**Task instructions:** Reproduce the stretch of the records below from the line containing "Could you point out the house" through the end, copying every line and shifting each coordinate given as an answer up by 14. Leave all other numbers unchanged.

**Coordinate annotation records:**
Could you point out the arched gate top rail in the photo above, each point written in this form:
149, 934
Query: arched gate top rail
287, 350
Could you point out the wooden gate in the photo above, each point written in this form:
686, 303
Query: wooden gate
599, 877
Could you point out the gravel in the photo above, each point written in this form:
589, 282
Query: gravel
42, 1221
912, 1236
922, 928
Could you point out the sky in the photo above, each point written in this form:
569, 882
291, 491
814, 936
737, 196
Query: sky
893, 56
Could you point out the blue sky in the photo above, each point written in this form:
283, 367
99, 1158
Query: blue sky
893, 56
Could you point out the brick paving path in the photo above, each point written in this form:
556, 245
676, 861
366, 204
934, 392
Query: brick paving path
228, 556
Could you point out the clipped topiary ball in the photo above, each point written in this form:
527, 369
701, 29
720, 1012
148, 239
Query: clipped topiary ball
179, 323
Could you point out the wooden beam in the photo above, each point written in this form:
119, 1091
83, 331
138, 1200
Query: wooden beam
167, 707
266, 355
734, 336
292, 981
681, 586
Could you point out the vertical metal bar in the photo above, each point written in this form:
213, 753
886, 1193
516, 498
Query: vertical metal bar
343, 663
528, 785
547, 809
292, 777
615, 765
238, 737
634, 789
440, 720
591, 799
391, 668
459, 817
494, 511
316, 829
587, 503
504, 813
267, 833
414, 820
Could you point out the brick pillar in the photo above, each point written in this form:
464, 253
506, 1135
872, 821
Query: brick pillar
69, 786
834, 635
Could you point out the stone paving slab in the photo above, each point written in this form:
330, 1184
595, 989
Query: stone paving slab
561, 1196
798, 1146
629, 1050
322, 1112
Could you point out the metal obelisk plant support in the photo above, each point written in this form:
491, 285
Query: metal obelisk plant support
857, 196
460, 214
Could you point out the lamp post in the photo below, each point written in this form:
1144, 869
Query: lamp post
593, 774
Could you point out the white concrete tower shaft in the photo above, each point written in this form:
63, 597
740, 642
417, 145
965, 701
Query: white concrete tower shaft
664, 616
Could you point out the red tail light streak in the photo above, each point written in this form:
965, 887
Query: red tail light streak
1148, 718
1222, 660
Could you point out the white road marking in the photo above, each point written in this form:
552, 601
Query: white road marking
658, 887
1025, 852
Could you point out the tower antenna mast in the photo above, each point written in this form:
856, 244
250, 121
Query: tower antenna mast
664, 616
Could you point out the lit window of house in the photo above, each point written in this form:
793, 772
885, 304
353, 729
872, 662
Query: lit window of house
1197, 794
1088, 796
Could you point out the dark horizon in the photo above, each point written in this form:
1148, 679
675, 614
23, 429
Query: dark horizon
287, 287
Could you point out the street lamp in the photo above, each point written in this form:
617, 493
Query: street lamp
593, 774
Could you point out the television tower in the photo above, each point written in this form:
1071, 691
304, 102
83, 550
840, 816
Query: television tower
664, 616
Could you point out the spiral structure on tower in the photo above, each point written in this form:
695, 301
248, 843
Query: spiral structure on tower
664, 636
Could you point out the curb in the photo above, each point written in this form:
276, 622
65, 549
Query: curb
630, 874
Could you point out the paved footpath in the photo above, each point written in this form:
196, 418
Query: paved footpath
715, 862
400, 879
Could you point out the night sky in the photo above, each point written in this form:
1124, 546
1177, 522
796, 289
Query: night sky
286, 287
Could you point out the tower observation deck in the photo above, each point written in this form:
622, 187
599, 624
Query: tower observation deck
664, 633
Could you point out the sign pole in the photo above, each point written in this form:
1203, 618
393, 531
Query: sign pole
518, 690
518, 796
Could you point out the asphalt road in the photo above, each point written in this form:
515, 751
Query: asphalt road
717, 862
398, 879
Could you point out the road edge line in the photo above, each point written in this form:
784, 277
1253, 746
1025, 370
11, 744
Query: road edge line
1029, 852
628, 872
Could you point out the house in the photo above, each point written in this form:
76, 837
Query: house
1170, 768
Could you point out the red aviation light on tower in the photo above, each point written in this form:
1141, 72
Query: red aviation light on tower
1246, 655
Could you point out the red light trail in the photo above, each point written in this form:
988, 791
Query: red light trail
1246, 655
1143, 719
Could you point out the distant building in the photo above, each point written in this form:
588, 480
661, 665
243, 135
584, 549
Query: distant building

**Expected output:**
Could you point out the house in the photo above, each point written in this form:
76, 837
Query: house
1184, 782
Could you point out the red aviation light on tower in the photo above, each point written in this form:
1141, 72
Query: red aviation light on tower
1260, 669
Could you point out the red light trail in the photo above, each point written in this form:
988, 791
Query: red light trail
1260, 669
1157, 733
Could you point out the distant building in the photo above, each point written in this form:
588, 480
661, 665
243, 135
584, 549
Query: distant building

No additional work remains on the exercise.